-- Start Selected extract --

# 5TH WHEEL REAR RACK FOR ATV



## we-wants-it (Jun 11, 2004)

Hi Guys,  I want to build a rack on the back of my 28' 5th wheel to carry a 500-600 lb 4 wheeler ATV.  Does anyone have experience with this?  What will the added weight do to hitch pin weight?  I intend to put a receiver tube on each side welded to the frame so the rack can be removed when not needed.  Please give me any feedback - pro or con.  Thanks, Terry & Becky  98 Kit 5th wheel and new Powerstroke as soon as I can find the right one.


----------



## rlmurraysr59 (Jun 11, 2004)

5TH WHEEL REAR RACK FOR ATV

Bad Idea!  That much extra weight may cause the trailer to sway due to the weight distribution from the engineering design of the trailer.  It will take some of the weight off the front of the trailer and could cause hitch instability.  I would suggest that before you proceed you contact the customer service of the trailer manufacturer and asked their opinion.  You say the ATV weighs around 600lbs but you have to also take into consideration the weight of the rack and the distance it will be sticking out behind the trailer.  I don't know, it just sounds like a bad idea to me.  


Good Luck.


----------



## bjbear (Jun 12, 2004)

-- End Selected extract --
-- Start Stored records --

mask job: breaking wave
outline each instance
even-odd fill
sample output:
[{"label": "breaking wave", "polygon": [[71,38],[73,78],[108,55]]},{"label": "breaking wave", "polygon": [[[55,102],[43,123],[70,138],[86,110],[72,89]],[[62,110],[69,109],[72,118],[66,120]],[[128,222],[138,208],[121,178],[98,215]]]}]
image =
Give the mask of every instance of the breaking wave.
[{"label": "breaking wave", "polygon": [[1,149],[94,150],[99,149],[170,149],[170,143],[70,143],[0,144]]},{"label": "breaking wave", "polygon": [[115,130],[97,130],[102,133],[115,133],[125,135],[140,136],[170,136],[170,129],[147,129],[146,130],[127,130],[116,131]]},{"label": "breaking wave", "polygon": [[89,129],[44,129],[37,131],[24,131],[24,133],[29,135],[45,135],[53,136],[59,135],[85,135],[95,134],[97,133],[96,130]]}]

-- End Stored records --

__Tasks for this exercise__.
**a.** In the forum thread, whom does rlmurraysr59 suggest contacting before going ahead with the rack?
**b.** Rewrite the paragraph in the forum thread that begins "Bad Idea!" as a short bulleted list, keeping its main points.
The items are separate material and have no connection to the thread above.

__The responses__.
**a.** The customer service of the trailer manufacturer.

**b.**
- The extra weight may cause the trailer to sway because of the weight distribution in the trailer's engineering design.
- It would take some weight off the front of the trailer and could make the hitch unstable.
- Before proceeding, ask the trailer manufacturer's customer service for their opinion.
- Besides the ATV's roughly 600 lbs, consider the rack's weight and how far it sticks out behind the trailer.
- Overall, it sounds like a bad idea.